● The task: Count the lines in the rows below that contain the string "dark", treating the match as case-sensitive. Give only the number.

________________

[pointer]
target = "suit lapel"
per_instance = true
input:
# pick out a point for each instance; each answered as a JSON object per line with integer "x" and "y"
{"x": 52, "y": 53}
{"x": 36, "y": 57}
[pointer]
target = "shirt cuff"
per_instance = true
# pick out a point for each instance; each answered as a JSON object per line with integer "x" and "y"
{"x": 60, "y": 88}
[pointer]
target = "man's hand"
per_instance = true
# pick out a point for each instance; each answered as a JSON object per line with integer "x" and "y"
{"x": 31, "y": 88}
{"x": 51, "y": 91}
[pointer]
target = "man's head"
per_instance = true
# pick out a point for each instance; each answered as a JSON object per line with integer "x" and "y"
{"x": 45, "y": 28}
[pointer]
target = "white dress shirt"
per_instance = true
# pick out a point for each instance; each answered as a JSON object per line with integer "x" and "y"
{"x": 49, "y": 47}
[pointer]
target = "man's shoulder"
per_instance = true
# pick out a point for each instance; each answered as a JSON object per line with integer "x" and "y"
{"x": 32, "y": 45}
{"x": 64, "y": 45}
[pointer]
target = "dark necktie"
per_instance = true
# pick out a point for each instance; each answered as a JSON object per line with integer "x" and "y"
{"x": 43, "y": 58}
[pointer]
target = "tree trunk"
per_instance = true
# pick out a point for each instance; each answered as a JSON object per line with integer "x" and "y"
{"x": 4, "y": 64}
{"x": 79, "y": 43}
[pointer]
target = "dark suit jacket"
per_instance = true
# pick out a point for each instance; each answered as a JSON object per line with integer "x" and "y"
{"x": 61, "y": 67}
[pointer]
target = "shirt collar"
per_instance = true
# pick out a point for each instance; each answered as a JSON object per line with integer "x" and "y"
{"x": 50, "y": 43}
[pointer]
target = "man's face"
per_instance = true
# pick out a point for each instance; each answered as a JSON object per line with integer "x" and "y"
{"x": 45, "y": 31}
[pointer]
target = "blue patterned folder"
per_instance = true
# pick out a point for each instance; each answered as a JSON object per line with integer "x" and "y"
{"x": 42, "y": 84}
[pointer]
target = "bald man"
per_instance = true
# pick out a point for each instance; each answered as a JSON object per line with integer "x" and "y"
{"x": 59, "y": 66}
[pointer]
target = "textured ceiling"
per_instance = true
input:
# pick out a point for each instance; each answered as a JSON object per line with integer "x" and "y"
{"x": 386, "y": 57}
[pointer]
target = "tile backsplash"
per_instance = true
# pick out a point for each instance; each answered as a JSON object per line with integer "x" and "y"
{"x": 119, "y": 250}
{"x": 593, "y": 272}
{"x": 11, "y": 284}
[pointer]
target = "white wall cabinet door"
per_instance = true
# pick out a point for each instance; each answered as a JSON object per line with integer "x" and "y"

________________

● Answer to this problem: 2